Texto proporcionado:
»»
“Soy médico. Mi vida profesional transcurre entre familias que cotidianamente me halagan confiando que acompañe el crecimiento de sus hijos, opine sobre rutinas familiares de crianza y que intervenga cuando están enfermos. Semejante tarea me genera iguales cuotas de responsabilidad y respeto, valores que intento devolver en cada encuentro.
En mi trabajo soy un privilegiado espectador de las dinámicas familiares. Cada consulta abre espacios de charla, de emociones, de muchas dudas y también certezas.
Compartiendo etapa tras etapa el desarrollo infantil pude comprobar que son posibles las alianzas terapéuticas, recurso por demás efectivo dentro del concepto de una Pediatría ampliada, donde todos pueden participar.
Todos significa los padres, abuelos, tíos y padrinos; docentes, directivos escolares y dirigentes comunitarios; los transportistas, porteros y cantineros de colegios; cuidadores y entrenadores deportivos, los policías y los bomberos, los vacunadores y los contadores de cuentos; los usuarios de Whatsapp e Instagram y los amigos de carne y hueso… todos.
Porque todos forman parte de la trama que construye salud o enfermedad de los niños, aun cuando lo ignoren.
Como pediatra, me resulta imposible ser ajeno a este enorme universo donde transcurren infancias y adolescencias y donde los equilibrios son inestables.
Por eso las consultas médicas con niños siempre resultan insuficientes; lasc harlas, siempre incompletas. Porque ni a familiares ni al pediatra les basta saber si creció, se alimenta bien, recibió las vacunas a tiempo o pasó de grado. Son otros detalles los que aportan calidad a los encuentros. Esas pequeñas singularidades que diferencian a cada uno y determinan que la búsqueda de signos y síntomas sea vasta y apasionante.
Comencé a escribir estas columnas para extender el tiempo de las consultas. Para poder reflexionar con detenimiento aspectos de la vida familiar, dando a potenciales lectores la oportunidad de repensar esos temas sin apuro, cuando ellos quieran.
Contra todo pronóstico las columnas se acumularon durante cuatro años. ¿Quién podría haber sospechado que habría tantos temas para plantear?
««
Datos extraídos:
»»
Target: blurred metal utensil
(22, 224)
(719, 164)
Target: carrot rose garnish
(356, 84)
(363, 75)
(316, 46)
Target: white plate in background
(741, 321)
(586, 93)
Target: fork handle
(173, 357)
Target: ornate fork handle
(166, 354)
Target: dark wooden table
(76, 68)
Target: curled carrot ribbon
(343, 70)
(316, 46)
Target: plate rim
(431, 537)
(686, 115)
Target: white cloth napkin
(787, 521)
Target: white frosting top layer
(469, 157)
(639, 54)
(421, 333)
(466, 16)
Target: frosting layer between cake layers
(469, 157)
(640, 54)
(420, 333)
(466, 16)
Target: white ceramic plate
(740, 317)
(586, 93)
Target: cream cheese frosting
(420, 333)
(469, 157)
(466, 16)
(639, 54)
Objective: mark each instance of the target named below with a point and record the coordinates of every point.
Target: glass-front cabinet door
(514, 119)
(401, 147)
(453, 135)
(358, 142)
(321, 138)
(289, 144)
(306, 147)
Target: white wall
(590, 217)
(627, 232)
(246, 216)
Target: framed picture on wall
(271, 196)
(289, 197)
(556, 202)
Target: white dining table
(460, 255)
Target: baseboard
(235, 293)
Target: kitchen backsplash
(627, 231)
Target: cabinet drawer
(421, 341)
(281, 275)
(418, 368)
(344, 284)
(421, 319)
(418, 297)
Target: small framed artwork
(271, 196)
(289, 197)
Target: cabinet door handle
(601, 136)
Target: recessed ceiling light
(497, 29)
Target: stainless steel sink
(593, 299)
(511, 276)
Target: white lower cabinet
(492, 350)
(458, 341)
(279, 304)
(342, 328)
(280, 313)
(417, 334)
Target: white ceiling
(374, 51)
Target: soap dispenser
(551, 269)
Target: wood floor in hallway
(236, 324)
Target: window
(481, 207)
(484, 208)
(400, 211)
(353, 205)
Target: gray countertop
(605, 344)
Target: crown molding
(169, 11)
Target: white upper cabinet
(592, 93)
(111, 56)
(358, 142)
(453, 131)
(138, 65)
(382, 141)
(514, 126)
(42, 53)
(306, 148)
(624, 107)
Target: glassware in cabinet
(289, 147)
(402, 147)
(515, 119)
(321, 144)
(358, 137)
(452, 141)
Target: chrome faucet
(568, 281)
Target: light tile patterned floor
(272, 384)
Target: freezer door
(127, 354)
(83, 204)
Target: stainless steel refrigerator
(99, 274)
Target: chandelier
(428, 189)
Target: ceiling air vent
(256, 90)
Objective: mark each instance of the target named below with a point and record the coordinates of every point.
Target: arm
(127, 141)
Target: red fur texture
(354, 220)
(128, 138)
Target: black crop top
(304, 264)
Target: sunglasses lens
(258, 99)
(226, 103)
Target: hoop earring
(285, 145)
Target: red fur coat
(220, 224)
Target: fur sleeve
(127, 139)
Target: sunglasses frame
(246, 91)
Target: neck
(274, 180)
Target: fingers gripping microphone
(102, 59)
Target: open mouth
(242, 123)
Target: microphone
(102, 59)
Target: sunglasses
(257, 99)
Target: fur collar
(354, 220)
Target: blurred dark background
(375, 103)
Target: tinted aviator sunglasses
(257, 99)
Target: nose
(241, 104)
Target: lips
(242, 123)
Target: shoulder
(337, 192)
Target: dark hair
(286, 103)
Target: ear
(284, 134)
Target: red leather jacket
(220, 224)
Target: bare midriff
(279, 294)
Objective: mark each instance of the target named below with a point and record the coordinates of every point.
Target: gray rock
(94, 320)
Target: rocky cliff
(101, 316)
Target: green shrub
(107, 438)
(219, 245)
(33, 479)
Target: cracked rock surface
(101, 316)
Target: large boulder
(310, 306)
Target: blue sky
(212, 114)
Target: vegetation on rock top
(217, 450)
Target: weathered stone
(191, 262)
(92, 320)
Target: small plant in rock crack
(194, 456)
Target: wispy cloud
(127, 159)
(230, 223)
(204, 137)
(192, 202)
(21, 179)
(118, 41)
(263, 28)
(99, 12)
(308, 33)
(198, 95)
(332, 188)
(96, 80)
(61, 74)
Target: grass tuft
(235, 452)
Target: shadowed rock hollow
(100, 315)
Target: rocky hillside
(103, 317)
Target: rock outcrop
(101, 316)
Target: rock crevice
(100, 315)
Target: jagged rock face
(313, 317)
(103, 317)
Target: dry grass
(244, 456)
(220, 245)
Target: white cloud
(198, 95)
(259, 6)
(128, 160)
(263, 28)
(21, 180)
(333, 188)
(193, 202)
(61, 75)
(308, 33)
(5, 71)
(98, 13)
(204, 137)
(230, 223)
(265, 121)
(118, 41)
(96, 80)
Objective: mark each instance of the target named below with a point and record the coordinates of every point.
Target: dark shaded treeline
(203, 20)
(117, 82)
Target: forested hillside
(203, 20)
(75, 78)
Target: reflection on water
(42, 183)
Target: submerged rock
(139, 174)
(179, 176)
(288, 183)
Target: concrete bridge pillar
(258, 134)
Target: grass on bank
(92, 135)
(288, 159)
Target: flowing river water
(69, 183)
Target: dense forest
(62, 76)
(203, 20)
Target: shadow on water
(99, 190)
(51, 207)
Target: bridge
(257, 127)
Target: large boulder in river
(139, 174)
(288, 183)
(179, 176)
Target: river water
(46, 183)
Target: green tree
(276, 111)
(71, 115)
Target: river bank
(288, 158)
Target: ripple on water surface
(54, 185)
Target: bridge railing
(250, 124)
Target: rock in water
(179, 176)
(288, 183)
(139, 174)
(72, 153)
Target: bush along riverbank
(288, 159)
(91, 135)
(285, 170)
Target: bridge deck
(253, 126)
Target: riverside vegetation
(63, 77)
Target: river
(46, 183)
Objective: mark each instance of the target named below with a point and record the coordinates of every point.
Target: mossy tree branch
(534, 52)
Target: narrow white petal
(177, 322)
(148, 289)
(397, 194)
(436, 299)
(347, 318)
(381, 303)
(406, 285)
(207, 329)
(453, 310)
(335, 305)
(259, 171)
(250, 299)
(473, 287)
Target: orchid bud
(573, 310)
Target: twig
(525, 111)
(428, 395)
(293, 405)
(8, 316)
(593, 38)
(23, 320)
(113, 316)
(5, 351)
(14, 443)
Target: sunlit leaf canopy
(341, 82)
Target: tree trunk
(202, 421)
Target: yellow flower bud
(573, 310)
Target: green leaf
««
Objetivo de la tarea:
Según el texto proporcionado, ¿qué datos sobre el niño no les basta saber ni a los familiares ni al pediatra? Enumérelos todos.

Resultado del ejercicio:
- Si creció.
- Si se alimenta bien.
- Si recibió las vacunas a tiempo.
- Si pasó de grado.